--- DATA PROVIDED ---

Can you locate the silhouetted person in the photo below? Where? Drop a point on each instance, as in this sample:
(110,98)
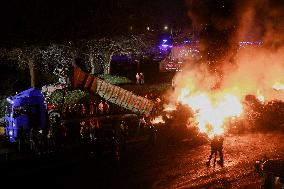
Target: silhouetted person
(216,147)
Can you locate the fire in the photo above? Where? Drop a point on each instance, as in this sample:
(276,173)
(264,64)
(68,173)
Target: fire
(157,120)
(278,86)
(260,97)
(211,111)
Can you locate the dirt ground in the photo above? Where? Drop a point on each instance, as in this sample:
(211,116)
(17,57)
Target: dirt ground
(182,165)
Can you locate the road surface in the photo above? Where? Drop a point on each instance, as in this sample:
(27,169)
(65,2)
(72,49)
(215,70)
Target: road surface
(165,165)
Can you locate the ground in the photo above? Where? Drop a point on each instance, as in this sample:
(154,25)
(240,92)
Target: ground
(166,165)
(183,166)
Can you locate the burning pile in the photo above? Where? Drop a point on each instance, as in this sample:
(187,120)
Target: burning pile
(216,87)
(211,111)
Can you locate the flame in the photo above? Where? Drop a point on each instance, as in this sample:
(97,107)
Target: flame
(211,111)
(278,86)
(157,120)
(260,96)
(169,107)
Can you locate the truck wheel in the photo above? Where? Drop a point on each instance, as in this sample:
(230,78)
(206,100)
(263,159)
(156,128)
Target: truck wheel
(52,114)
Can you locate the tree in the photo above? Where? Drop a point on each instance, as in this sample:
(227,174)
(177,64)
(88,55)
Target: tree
(102,50)
(26,57)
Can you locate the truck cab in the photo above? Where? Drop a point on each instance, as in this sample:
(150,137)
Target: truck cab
(24,110)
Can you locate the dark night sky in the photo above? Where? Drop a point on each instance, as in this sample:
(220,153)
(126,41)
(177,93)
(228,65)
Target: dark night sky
(45,20)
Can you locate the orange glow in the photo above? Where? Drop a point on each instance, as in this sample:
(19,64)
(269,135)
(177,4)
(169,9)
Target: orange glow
(211,111)
(260,97)
(278,86)
(157,120)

---

▶ ACTION ITEM
Restate the material above exactly. Exclude all pictures.

▶ EXPECTED ANSWER
Can you locate the silhouetted person in the photo below? Where? Drop a point on each instance, as in this sample:
(110,98)
Target: silhouetted person
(216,147)
Can you locate the fire in the photo above? Where? Drop a point on each instance, as in this sample:
(276,173)
(264,64)
(68,173)
Target: fire
(157,120)
(278,86)
(260,97)
(211,111)
Can you locate the dirt ground in the photo above? Where? Drop a point on each instance, as in this sample:
(211,116)
(17,57)
Target: dirt ground
(182,165)
Can you locate the road surface in the photo above? Where? Drop a point on each instance, as in this sample:
(27,169)
(65,2)
(72,49)
(215,70)
Target: road surface
(165,165)
Can you locate the ground in the photo above? Where? Drop a point on each instance, as in this sample:
(154,25)
(240,92)
Target: ground
(166,165)
(183,166)
Can you locate the burning pile in the photo above? Where? Drop a point on each instance, as in this sample:
(187,120)
Target: burning pile
(216,87)
(211,111)
Can you locate the flame in the photo above? Where? Drop a point on each instance, as in this sample:
(97,107)
Target: flame
(211,111)
(278,86)
(157,120)
(260,96)
(169,107)
Can you locate the truck wheel in the photo above? Where? Drop a point on each instance, as in this sample:
(230,78)
(206,100)
(263,159)
(156,128)
Target: truck wheel
(52,114)
Can you locate the tree in the photo above? Where? Drop a point on each instance, as in this sample:
(227,174)
(177,64)
(88,55)
Target: tree
(102,50)
(26,57)
Can you locate the truck cab in the photo above? Where? Drop a point on each instance, as in this sample:
(150,137)
Target: truck cab
(24,110)
Can you locate the dark night sky in the photo above? Where? Drop a point on each instance, as in this sample:
(220,153)
(126,41)
(177,93)
(228,65)
Target: dark night sky
(45,20)
Can you locate the orange glow in the photo above? Where? Drop a point on each instance, as in this sample:
(19,64)
(269,135)
(177,4)
(169,9)
Target: orange glow
(211,111)
(260,97)
(278,86)
(157,120)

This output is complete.